▶ **Extracted records**:
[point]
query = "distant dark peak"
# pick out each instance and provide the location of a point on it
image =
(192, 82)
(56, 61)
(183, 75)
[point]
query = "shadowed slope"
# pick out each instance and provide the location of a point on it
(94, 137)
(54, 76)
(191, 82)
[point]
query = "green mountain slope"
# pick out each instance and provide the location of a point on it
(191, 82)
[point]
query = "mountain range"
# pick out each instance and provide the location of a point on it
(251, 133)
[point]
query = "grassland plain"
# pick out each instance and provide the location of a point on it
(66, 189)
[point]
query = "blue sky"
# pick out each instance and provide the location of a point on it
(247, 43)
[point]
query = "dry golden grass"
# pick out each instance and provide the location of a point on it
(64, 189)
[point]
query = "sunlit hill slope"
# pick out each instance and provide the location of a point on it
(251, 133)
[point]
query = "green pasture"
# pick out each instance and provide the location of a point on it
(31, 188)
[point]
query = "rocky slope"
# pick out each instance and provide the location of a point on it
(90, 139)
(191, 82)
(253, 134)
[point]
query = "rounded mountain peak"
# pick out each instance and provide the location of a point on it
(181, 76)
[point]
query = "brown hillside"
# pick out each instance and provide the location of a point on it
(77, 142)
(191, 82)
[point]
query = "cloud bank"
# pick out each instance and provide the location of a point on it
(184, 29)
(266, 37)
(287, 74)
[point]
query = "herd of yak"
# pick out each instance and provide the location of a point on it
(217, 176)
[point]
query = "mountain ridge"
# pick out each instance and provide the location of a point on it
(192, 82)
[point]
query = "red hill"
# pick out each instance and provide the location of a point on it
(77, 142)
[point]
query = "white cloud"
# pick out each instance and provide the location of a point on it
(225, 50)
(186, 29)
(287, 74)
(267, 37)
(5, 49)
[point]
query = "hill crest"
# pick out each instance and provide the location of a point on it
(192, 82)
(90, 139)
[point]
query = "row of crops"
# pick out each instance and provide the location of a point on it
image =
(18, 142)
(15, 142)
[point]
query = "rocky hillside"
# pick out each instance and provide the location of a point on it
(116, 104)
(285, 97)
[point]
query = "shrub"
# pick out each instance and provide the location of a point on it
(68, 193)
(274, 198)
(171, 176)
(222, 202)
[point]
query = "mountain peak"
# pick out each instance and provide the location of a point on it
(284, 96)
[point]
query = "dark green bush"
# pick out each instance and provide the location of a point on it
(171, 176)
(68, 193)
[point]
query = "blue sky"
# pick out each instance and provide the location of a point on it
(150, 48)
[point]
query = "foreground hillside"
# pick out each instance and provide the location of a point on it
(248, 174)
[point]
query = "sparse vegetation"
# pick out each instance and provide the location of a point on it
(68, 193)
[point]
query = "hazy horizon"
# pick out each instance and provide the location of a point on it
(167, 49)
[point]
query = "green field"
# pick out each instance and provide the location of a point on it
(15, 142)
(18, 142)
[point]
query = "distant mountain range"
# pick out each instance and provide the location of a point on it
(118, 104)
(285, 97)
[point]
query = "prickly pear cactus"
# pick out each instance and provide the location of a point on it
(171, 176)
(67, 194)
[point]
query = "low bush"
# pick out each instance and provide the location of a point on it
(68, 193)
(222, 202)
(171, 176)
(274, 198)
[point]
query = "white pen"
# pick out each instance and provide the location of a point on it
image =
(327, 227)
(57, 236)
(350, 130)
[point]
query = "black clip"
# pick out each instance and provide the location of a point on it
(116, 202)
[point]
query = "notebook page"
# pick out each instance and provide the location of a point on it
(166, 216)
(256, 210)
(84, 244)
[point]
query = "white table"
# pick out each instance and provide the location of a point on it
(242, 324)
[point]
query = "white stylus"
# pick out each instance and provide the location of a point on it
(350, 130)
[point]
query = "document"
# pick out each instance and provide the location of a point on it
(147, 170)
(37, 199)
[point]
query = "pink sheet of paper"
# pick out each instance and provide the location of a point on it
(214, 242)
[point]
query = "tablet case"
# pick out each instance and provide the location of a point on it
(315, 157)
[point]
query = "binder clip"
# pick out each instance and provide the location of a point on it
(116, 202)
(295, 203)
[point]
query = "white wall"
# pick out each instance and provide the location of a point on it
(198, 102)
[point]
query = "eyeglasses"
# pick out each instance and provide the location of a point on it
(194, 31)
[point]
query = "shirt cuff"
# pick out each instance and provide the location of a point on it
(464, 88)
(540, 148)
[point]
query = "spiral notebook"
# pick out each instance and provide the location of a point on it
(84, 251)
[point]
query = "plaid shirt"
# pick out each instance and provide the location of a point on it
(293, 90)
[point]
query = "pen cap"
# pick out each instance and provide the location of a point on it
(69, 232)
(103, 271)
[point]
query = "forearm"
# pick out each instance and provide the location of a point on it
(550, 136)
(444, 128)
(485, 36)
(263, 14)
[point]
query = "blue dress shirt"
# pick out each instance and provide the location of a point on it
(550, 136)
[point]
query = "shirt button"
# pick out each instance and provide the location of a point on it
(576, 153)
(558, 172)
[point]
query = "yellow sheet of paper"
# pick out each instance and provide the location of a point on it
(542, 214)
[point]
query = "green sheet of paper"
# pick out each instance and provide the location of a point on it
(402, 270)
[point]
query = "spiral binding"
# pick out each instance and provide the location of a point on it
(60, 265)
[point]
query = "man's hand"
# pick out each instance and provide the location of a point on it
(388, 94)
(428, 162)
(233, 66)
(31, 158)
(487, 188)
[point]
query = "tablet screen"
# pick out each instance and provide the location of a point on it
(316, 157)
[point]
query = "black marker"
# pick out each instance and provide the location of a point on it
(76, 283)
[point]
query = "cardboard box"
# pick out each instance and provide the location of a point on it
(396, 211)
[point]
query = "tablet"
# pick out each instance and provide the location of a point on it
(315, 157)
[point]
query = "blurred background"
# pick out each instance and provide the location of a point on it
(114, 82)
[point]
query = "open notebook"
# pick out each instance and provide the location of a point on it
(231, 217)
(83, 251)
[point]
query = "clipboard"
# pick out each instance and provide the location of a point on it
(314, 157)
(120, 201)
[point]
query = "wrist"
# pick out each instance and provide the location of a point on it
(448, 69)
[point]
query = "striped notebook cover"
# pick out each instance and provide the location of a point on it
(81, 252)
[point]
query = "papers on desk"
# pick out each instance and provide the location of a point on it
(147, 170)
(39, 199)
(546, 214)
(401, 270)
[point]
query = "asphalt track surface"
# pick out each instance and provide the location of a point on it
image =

▶ **Task statement**: Restating all of the data exactly is the whole task.

▶ **Solved problem**:
[point]
query = "distant dark peak"
# pick out each instance and provide the location of a point on it
image =
(192, 82)
(56, 61)
(183, 75)
[point]
query = "shadowed slope"
# pick out each instance and provide the location of a point on it
(94, 137)
(54, 76)
(191, 82)
[point]
query = "green mountain slope"
# pick out each instance and provide the location of a point on it
(191, 82)
[point]
query = "mountain range"
# pick out each instance and provide the location of a point on it
(251, 133)
[point]
query = "grassland plain"
# pick out each instance and provide the location of a point on it
(66, 189)
[point]
query = "blue sky"
# pick out each instance and provide the location of a point on it
(247, 43)
[point]
query = "dry golden grass"
# pick out each instance and provide the location of a point on it
(64, 189)
[point]
query = "sunlit hill slope"
# pick out each instance and provide the location of a point on it
(251, 133)
[point]
query = "green pasture"
# pick out each instance and provide the location of a point on it
(31, 188)
[point]
query = "rocky slope"
# pick out each instance and provide the location of a point on it
(90, 139)
(191, 82)
(253, 134)
[point]
query = "rounded mountain peak"
# pick out each instance and provide the location of a point on it
(181, 76)
[point]
query = "brown hillside"
# pick out each instance and provide the location of a point on it
(77, 142)
(191, 82)
[point]
query = "cloud bank"
# pick out each instance and provide the location of a point on it
(184, 29)
(266, 37)
(287, 74)
[point]
query = "herd of yak"
# pick out each instance and provide the location of a point on it
(217, 176)
[point]
query = "mountain ridge"
# pick out each instance and provide the location of a point on it
(192, 82)
[point]
query = "red hill"
# pick out each instance and provide the location of a point on it
(77, 142)
[point]
query = "white cloud"
# pick out each instance and provide the location of a point on it
(225, 50)
(186, 29)
(287, 74)
(267, 37)
(5, 49)
[point]
query = "hill crest"
# pick out each instance and provide the location of a point on it
(192, 82)
(90, 139)
[point]
query = "row of crops"
# pick out each instance and provide the location of a point on it
image =
(18, 142)
(15, 142)
[point]
query = "rocky hillside"
# pick out each instance and provide the location of a point on it
(116, 104)
(285, 97)
[point]
query = "shrub"
# pick out each instance and provide the location of a point on it
(68, 193)
(274, 198)
(171, 176)
(222, 202)
[point]
query = "mountain peak"
# pick out each instance and provide the location of a point on it
(284, 96)
[point]
query = "dark green bush"
# pick out each instance and provide the location of a point on it
(171, 176)
(68, 193)
[point]
query = "blue sky"
# pick out each instance and provide the location of a point on it
(150, 48)
[point]
query = "foreground hillside"
# pick out each instance and provide the location of a point on it
(248, 174)
[point]
query = "sparse vegetation"
# pick out each instance and provide the location of a point on it
(68, 193)
[point]
query = "hazy horizon"
# pick out each instance and provide the location of a point on it
(167, 49)
[point]
query = "green field"
# pick out each instance and provide the location of a point on it
(15, 142)
(18, 142)
[point]
query = "distant mountain range"
# pick out each instance and provide the location of a point on it
(118, 104)
(285, 97)
[point]
query = "prickly pear cactus"
# pick out each instance and provide the location of a point on it
(171, 176)
(67, 194)
[point]
query = "low bush"
# pick out each instance and provide the location of a point on it
(68, 193)
(222, 202)
(171, 176)
(274, 198)
[point]
query = "white pen"
# pick out each instance and provide the location of a point on it
image =
(327, 227)
(57, 236)
(350, 130)
[point]
query = "black clip"
# pick out each instance and provide the location of a point on it
(116, 202)
[point]
query = "notebook page"
# pick out each instance and provide the location of a point on it
(166, 216)
(256, 210)
(84, 244)
[point]
query = "white table"
# pick out each instance and provide the location of a point on it
(242, 324)
[point]
query = "white stylus"
# pick out each instance and provide the location of a point on it
(350, 130)
[point]
query = "document"
# pick out each instance and provide the location of a point on it
(147, 170)
(37, 199)
[point]
query = "pink sheet of paper"
# pick out each instance and provide the location of a point on it
(214, 242)
[point]
query = "tablet case"
# pick out each instance and provide the location of a point on it
(315, 157)
[point]
query = "binder clip"
# pick out each instance and provide the location of a point on it
(116, 202)
(295, 203)
[point]
query = "white wall"
# pick out each instance and provide the location of a point on it
(198, 102)
[point]
query = "eyeglasses"
# pick out each instance and provide the location of a point on it
(194, 31)
[point]
query = "shirt cuff"
# pick out each instance and provide the location of a point on it
(464, 88)
(540, 148)
[point]
query = "spiral notebook"
# pick out each instance and provide the location of a point on it
(84, 251)
[point]
query = "plaid shirt"
# pick out each instance and provide the location of a point on it
(293, 90)
[point]
query = "pen cap"
# pick out each instance and provide the location of a point on it
(69, 232)
(103, 271)
[point]
query = "forearm"
# pick out each instance and provide the location of a point on it
(550, 136)
(444, 128)
(485, 36)
(263, 14)
[point]
query = "blue dress shirt"
# pick out each instance and provide the location of a point on it
(550, 136)
[point]
query = "shirt button"
# pick out each instance and provide the location of a point on it
(576, 153)
(558, 172)
[point]
query = "yellow sheet of paper"
# pick out each instance and provide the location of a point on it
(542, 214)
[point]
query = "green sheet of paper"
# pick out each instance and provide the location of a point on it
(402, 270)
[point]
query = "spiral binding"
# pick out each instance and provide the location of a point on it
(60, 265)
[point]
query = "man's hand"
# pick out each instance and provide the location of a point on it
(388, 94)
(428, 162)
(233, 66)
(31, 158)
(487, 188)
[point]
query = "tablet screen"
# pick out each instance and provide the location of a point on it
(316, 157)
[point]
query = "black marker"
# pick out each instance and provide the location of a point on it
(76, 283)
[point]
query = "cardboard box"
# pick out each instance and provide the location of a point on it
(396, 211)
[point]
query = "tablet"
# pick out each instance and provide the location of a point on it
(315, 157)
[point]
query = "blurred background"
# pick out each instance and provide the location of a point on it
(114, 82)
[point]
query = "open notebook"
# pick out each instance and provide the location of a point on it
(231, 217)
(83, 251)
[point]
query = "clipboard"
# pick out each instance and provide the location of a point on it
(314, 157)
(120, 201)
[point]
query = "wrist"
# pick out each instance and provide the location of a point on it
(448, 69)
[point]
query = "striped notebook cover"
# pick out each instance and provide the location of a point on it
(81, 252)
[point]
query = "papers on desk"
# pick out each instance and provide the location of a point on it
(147, 170)
(39, 199)
(546, 214)
(401, 270)
[point]
query = "asphalt track surface"
# pick out each instance and provide the location of a point on it
image =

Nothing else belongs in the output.